>> Start INPUT

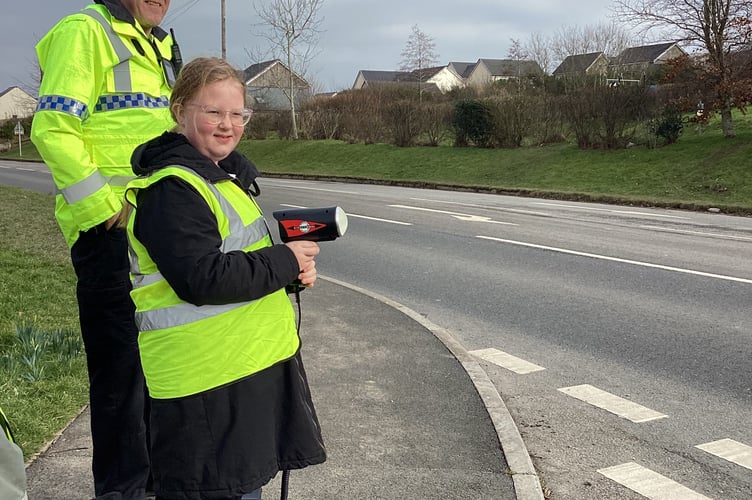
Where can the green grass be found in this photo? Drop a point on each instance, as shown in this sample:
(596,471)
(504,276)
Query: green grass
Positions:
(43,381)
(37,292)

>> End INPUT

TASK OBJECTIVE -
Give an exact reproduction of every line, leaving out any picture.

EXERCISE ANSWER -
Where can the green grass be found in this photo? Drop a point on each instance, as shown in this sample:
(596,471)
(504,276)
Query: green grass
Positions:
(43,381)
(37,292)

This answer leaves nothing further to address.